» **TASK INSTRUCTIONS**
Only one stretch of the data below is wanted: the lines from the one with "Target: red wall" through the one with "The response SHOULD mark one point per instance of the upper", repeated exactly.

» **Saved entries**
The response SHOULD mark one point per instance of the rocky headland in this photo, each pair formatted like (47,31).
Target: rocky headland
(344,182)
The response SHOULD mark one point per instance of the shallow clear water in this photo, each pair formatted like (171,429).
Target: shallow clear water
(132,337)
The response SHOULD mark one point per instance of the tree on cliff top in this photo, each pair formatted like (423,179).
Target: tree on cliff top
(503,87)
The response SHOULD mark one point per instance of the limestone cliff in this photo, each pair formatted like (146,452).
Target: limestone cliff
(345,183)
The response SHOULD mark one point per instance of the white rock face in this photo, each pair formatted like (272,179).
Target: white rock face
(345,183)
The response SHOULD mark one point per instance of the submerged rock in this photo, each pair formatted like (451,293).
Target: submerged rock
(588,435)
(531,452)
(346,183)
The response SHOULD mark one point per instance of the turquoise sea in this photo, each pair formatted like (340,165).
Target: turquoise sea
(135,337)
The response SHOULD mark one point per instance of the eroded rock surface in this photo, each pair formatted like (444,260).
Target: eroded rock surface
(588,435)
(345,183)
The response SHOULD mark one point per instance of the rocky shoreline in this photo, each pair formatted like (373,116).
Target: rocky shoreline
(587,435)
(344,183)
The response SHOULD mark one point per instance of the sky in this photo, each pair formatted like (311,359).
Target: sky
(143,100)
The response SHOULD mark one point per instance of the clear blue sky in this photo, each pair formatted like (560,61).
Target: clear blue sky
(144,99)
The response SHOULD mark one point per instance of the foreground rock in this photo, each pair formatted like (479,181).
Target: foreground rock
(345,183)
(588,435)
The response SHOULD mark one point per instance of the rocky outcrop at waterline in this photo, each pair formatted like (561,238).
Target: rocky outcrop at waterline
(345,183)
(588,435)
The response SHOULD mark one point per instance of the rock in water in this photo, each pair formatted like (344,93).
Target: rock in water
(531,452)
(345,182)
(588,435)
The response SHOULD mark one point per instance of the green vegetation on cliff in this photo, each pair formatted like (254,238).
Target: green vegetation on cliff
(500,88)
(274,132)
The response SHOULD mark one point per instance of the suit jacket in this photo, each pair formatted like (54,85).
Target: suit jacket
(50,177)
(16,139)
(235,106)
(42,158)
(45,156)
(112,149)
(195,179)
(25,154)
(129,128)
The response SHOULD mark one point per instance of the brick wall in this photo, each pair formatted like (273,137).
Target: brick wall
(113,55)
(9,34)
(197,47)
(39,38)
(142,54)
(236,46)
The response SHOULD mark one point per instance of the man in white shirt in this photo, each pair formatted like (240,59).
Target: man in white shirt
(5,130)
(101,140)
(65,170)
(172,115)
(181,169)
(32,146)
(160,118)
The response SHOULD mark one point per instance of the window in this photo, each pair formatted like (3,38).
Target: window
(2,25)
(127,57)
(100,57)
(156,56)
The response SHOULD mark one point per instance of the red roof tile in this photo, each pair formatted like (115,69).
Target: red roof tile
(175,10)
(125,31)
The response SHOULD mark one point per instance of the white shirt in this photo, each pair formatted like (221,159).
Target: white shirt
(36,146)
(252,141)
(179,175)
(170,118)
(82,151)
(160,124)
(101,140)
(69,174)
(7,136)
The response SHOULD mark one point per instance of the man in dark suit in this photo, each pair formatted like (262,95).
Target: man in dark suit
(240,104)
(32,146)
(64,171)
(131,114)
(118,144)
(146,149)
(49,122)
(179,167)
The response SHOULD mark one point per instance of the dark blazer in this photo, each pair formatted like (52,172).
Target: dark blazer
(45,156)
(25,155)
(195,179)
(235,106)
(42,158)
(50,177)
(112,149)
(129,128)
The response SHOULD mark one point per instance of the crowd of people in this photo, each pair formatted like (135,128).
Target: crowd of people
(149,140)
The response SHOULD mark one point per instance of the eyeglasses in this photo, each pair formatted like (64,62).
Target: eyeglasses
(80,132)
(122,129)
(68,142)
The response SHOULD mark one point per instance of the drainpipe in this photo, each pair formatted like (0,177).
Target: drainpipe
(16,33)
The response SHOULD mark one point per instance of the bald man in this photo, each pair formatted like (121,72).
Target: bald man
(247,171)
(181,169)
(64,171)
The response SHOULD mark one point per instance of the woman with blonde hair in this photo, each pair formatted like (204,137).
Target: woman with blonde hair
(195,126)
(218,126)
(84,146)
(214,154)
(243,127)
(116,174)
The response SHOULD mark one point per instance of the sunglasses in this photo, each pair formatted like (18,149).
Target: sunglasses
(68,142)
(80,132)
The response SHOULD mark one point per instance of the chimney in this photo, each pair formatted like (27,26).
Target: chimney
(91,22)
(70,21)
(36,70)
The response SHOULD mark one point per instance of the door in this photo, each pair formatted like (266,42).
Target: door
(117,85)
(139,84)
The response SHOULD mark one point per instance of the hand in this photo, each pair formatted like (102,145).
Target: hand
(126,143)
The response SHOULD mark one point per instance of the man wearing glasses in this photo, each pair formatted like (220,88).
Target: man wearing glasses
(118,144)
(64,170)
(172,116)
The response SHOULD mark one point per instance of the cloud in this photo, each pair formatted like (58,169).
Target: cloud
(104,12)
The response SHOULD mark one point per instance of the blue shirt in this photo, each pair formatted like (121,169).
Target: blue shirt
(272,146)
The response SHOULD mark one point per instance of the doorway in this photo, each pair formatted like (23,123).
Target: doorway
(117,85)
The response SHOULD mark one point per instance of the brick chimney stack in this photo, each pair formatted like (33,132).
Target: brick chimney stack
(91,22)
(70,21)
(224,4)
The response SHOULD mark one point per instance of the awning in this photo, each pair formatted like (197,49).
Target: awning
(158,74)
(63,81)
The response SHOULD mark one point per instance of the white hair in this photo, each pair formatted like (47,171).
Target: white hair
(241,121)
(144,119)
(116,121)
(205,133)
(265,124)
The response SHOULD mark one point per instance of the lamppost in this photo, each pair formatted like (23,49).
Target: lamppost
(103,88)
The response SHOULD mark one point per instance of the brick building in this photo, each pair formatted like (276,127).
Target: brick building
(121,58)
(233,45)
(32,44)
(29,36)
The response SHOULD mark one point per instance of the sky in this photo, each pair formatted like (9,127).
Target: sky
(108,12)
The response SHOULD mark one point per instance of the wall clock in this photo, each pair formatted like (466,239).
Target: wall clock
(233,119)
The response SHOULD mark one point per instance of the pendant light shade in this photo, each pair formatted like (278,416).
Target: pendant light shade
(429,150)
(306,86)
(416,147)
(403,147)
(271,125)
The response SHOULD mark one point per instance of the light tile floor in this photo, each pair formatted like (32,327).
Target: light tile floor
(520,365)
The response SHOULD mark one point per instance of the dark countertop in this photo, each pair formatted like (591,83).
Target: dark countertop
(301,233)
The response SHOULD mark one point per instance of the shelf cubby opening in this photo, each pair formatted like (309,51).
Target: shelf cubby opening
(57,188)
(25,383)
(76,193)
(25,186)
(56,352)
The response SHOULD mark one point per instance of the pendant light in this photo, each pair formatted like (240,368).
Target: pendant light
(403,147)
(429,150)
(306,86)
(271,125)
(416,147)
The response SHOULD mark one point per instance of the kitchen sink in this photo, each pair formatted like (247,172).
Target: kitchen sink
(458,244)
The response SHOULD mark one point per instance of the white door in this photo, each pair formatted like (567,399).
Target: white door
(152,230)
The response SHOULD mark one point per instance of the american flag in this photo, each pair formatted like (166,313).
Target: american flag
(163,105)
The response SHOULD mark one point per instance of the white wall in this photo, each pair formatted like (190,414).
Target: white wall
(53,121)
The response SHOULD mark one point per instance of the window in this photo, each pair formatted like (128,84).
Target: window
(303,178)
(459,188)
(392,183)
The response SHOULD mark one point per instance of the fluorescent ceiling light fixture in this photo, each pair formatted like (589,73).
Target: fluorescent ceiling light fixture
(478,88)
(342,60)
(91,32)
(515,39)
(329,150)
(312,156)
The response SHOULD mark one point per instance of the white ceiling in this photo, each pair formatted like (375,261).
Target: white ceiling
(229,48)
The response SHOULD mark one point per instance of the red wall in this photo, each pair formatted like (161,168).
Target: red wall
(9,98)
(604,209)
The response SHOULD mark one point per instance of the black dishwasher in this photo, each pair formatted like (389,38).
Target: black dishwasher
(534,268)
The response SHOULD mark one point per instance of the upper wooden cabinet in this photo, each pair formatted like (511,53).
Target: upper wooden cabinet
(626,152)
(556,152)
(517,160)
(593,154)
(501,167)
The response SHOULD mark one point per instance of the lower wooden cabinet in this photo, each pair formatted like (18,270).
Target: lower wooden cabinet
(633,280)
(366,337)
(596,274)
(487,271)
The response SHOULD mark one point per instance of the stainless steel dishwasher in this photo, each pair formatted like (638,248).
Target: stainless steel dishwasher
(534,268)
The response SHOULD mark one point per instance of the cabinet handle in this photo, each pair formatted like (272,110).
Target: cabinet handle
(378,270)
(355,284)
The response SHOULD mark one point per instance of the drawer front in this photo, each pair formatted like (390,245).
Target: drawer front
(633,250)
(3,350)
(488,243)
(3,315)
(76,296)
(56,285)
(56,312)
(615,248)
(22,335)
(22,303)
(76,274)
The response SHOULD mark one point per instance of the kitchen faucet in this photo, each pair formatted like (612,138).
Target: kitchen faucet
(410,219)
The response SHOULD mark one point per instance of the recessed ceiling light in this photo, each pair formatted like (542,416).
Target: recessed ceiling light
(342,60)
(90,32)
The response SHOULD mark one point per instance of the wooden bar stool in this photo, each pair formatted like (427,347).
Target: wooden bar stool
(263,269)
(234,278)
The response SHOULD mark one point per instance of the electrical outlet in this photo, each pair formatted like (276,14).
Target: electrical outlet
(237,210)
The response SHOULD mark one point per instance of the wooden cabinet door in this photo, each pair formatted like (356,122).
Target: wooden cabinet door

» **WORKED SOLUTION**
Target: red wall
(9,98)
(604,209)
The response SHOULD mark one point per instance of the black dishwasher in this photo, each pair formatted like (389,38).
Target: black dishwasher
(534,268)
The response SHOULD mark one point per instance of the upper wooden cabinet in this photo, each pair formatted like (511,53).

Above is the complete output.